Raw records
═══
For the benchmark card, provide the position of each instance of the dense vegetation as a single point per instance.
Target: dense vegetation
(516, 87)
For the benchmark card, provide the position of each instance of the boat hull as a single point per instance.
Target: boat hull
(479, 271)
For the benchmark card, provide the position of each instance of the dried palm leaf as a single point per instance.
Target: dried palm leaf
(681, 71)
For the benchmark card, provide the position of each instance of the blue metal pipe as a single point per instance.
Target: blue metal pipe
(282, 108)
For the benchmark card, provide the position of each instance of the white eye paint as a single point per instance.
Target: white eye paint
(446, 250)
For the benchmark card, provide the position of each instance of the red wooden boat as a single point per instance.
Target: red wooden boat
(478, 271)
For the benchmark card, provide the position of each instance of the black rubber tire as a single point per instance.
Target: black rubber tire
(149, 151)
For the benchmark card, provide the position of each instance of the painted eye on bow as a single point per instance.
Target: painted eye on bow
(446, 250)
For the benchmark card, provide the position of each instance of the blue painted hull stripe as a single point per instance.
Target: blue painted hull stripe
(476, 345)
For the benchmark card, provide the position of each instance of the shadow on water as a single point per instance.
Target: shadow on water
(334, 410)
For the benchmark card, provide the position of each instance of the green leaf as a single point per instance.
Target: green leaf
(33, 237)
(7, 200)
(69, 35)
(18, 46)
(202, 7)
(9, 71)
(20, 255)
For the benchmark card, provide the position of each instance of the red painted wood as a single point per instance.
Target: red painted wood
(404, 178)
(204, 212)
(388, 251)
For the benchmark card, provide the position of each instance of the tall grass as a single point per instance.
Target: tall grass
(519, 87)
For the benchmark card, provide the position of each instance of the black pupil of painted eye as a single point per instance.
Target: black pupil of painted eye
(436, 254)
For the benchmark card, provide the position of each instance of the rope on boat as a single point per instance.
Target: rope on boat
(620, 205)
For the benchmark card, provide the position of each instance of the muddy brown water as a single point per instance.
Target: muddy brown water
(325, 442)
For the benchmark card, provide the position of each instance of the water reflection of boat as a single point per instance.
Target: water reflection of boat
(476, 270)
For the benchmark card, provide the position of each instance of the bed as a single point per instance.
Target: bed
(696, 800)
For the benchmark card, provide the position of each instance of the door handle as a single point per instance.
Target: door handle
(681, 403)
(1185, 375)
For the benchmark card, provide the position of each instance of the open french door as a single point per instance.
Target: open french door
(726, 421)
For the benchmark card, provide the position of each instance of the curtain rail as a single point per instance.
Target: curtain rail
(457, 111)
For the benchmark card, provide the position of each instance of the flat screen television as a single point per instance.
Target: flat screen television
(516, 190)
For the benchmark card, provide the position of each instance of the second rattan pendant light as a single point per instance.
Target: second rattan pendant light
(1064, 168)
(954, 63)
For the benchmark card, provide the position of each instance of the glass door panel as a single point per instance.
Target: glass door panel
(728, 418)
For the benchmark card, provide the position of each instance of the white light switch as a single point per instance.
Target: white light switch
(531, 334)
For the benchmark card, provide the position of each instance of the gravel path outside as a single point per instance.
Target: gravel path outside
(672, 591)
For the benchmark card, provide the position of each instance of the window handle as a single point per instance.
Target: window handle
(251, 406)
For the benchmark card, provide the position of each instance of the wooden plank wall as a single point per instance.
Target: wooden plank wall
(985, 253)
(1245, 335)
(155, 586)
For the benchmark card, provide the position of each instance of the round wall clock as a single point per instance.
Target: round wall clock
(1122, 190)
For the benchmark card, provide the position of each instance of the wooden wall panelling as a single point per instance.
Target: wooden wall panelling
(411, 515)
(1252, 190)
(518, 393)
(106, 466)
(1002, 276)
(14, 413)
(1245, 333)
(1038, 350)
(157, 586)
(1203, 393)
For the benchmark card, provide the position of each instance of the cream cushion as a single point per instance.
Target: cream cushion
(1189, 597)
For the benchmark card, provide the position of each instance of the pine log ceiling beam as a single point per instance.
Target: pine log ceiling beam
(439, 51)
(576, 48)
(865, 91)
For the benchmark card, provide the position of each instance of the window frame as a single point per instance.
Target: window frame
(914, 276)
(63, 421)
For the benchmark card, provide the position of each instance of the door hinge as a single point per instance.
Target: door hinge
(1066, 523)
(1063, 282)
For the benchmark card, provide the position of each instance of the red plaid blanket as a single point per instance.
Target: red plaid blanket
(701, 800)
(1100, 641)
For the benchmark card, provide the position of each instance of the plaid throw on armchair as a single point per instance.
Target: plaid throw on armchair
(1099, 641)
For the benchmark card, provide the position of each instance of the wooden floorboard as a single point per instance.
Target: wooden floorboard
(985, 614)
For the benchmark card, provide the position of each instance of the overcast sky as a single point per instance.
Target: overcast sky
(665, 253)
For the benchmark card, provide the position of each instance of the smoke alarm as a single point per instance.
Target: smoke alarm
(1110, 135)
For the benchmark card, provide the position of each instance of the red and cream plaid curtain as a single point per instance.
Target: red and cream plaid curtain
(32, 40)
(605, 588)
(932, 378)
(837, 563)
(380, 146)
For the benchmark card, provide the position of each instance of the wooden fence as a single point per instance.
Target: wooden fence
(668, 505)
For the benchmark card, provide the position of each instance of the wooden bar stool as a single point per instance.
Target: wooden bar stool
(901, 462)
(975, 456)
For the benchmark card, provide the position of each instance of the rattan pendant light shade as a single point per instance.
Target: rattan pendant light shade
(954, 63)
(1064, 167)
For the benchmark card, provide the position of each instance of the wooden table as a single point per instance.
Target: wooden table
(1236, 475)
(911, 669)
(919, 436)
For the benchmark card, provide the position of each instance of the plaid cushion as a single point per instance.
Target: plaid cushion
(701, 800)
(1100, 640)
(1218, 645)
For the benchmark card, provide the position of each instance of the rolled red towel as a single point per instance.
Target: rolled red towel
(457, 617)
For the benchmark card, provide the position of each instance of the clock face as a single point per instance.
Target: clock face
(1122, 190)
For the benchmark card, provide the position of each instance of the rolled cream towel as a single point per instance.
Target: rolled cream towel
═══
Rewrite the material from the line containing "red towel as a single point per instance." through the end, changing every "rolled" to "folded" and leaving all else as it stands.

For the benchmark card, provide the position of each instance of the folded red towel as a single point per instance.
Target: folded red towel
(457, 617)
For the benchmark card, provide the position of each instance of the clock face as a single point per instance.
Target: clock face
(1122, 190)
For the benchmark card, provide the position of each instance of the folded cream towel as a single point per instance.
Target: folded cream towel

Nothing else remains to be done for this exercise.